WORK REQUIRED: Exclude the pictures and return every line exactly as written.

Pointing dataset records:
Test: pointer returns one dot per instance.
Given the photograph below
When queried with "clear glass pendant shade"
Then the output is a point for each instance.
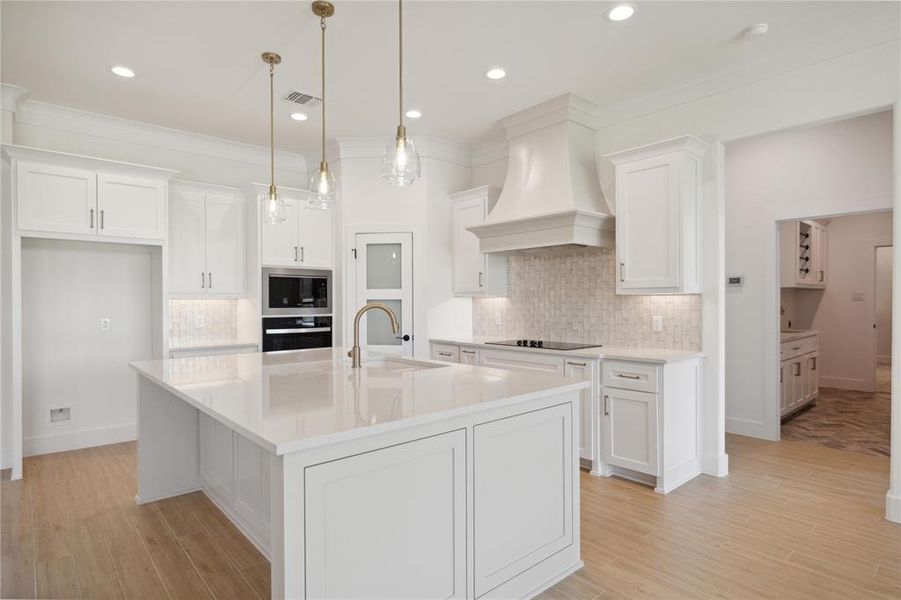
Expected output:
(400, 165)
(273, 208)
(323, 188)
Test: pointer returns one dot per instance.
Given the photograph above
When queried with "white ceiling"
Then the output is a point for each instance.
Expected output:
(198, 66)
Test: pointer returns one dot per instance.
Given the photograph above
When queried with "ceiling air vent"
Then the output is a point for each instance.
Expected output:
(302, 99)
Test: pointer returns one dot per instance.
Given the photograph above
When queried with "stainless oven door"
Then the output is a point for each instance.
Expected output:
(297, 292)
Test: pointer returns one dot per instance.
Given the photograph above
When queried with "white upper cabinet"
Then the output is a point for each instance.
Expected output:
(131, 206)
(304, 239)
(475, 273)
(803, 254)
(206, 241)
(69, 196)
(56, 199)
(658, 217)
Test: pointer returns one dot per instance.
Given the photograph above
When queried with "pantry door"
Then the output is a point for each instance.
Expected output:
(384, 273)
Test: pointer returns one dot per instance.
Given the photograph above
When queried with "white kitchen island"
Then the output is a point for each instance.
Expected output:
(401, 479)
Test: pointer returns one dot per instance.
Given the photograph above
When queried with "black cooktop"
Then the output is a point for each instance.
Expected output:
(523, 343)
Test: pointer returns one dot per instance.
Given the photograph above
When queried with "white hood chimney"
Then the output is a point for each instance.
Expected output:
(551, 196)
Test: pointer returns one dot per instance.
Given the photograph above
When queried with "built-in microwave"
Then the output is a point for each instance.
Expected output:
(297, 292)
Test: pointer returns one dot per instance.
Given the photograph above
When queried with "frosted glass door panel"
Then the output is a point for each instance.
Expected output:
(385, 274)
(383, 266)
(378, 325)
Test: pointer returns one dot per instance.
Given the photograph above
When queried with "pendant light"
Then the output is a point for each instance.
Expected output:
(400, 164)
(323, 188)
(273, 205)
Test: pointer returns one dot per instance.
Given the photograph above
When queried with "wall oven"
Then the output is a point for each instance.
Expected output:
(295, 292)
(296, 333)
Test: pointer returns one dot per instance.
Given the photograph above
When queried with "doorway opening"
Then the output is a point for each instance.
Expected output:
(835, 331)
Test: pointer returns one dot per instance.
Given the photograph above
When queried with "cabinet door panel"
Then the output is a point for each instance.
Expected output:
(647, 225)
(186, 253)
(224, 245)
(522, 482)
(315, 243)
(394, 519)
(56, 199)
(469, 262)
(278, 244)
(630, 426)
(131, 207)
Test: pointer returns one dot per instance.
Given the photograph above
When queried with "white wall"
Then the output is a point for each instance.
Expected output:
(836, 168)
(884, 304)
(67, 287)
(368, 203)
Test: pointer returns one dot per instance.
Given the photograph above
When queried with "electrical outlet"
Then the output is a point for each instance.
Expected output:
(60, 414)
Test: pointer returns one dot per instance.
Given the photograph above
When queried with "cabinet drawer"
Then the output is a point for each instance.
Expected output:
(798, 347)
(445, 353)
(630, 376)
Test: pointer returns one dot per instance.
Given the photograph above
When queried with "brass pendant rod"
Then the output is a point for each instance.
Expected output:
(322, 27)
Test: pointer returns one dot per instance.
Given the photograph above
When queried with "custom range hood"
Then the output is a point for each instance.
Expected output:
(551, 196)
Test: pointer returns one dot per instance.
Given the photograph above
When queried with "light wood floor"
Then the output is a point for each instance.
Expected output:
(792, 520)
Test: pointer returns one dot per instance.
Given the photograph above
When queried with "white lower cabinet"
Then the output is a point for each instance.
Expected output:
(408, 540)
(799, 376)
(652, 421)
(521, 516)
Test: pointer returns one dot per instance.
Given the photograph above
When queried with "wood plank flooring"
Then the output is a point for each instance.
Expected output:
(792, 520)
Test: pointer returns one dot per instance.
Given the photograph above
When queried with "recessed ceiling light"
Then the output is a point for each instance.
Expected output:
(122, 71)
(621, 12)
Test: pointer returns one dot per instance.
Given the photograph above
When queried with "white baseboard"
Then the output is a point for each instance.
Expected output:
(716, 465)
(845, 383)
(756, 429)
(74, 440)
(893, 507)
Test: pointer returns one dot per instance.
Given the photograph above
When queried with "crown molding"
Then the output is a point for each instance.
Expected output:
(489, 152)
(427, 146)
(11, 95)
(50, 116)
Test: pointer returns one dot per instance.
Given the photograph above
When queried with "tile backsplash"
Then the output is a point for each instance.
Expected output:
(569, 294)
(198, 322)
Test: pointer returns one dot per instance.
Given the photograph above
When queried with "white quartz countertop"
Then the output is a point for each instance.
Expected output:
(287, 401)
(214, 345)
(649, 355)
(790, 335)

THE SOLUTION:
Test: pointer returns one dot per instance.
Given the photograph below
When queried with "clear glass pendant shade"
Then the output is a point for each instance.
Expected output:
(400, 165)
(273, 208)
(323, 188)
Test: pointer returns one dot per instance.
Given the photograph above
When queried with "white ceiling"
Then the output is a point for each instance.
Expected output:
(198, 66)
Test: pointer returns one dot per instance.
Given the photograph above
When queried with "ceiling air vent"
Then the output is a point for each instance.
Expected output:
(302, 99)
Test: pointer returns one dot per instance.
Given the photograph above
When queried with "stainless oven door"
Then the output is a point for each instance.
Expected output:
(297, 292)
Test: pointer returns one dot per instance.
Given the photograph above
When queried with "white upper cabinet"
Then the output is a point for each instance.
Expected output:
(131, 206)
(304, 239)
(475, 273)
(803, 254)
(206, 241)
(69, 196)
(56, 199)
(658, 217)
Test: pointer returns one dot per instance.
Given the photograph above
When queried with "pantry door"
Then the output is a point for each instance.
Expected output:
(384, 273)
Test: pointer returns one dot per instance.
Given the photograph above
When queried with "white kitchen island"
Then the output is a point for each instance.
Expected output:
(401, 479)
Test: pointer returns one dot per instance.
Given the photograph above
When queried with "black cooktop"
Then the output is a point for each instance.
Expected output:
(523, 343)
Test: pointer returns one dot per instance.
Given the photograph above
When queried with "white hood chimney"
Then the output is a point for each instance.
Expected output:
(551, 196)
Test: pointer returns one dot per instance.
Given the photograph above
When queried with "built-in microwave"
Then the output is a point for each instance.
Expected output:
(297, 292)
Test: pointer returns one dot per instance.
Given the photograph above
When queried with "frosted glass door panel"
Then the output is a point for each instance.
Expected output:
(385, 274)
(383, 266)
(378, 325)
Test: pointer returns one dot per instance.
Given the photograph above
When queried with "pendant light"
Then the output is a point for each instance.
Expected output:
(400, 164)
(323, 188)
(273, 205)
Test: pointer returns one dot per instance.
Given the photograph above
When queried with "wall oven"
Then the output is a point for each instance.
Expected output:
(295, 292)
(296, 333)
Test: pointer returns one dot per instance.
Given the photograph above
When queried with "doorway opening"
Then the output is a point for each instance.
Expected output:
(835, 331)
Test: pointer returns one dot per instance.
Given the photograph above
When queried with "cabinet door panel"
Then the output is a point for each instance.
Expected output:
(647, 225)
(186, 253)
(224, 245)
(522, 482)
(315, 243)
(394, 519)
(56, 199)
(469, 262)
(278, 244)
(630, 426)
(131, 207)
Test: pointer returns one dot per instance.
Given the photograph above
When queried with "white wall"
Then the output is a point for each instance.
Expected output:
(836, 168)
(884, 304)
(67, 287)
(368, 203)
Test: pointer returns one dot per instance.
Given the photograph above
When queried with "electrical outlet"
Then the output is a point for each instance.
Expected output:
(60, 414)
Test: pointer returns one dot per instance.
Given the photograph above
When queried with "cabinet drawer"
Then the output is a point for each instance.
Expected output:
(798, 347)
(445, 353)
(630, 376)
Test: pointer returns one dot per instance.
Given the photograph above
When queried with "brass pendant rod"
Then the output is a point for each instance.
Expected output:
(322, 27)
Test: pointer returns one dot per instance.
Given the photograph above
When queried with "custom range hood"
Then the output is a point for each instance.
Expected output:
(551, 196)
Test: pointer returns one dot per instance.
Given the photograph above
When queried with "light wood floor"
Then the output is a point for each instance.
Expected output:
(792, 520)
Test: pointer returns one dot per instance.
Given the photograph above
When queried with "white lower cabinet"
Then the output is a point for each instance.
Expected output:
(408, 540)
(799, 376)
(652, 421)
(521, 516)
Test: pointer returns one dot per instance.
Given the photograph above
When queried with "wood plank flooring"
Then the output is a point for each instance.
Expected output:
(792, 520)
Test: pointer returns one dot per instance.
Given the photograph above
When queried with "recessed ceiling light"
Then the output is a point for each instance.
Expected output:
(122, 71)
(621, 12)
Test: pointer returns one dot per instance.
Given the photograph above
When queried with "white baseboard"
Then the output is a point for each instance.
Expected output:
(716, 465)
(845, 383)
(756, 429)
(74, 440)
(893, 507)
Test: pointer returns one dot per instance.
Given the photograph above
When queried with "crown molding"
Then the output is a point for each instance.
Expected output:
(489, 152)
(427, 146)
(11, 95)
(50, 116)
Test: pointer returns one dot per instance.
Given the photograph above
When queried with "tile backsplash"
Then the output is a point for each instance.
Expected output:
(569, 294)
(198, 322)
Test: pointer returns one dot per instance.
Given the photograph above
When queried with "white quartz countertop"
Then the output is a point for each instance.
Expected output:
(287, 401)
(214, 345)
(649, 355)
(790, 335)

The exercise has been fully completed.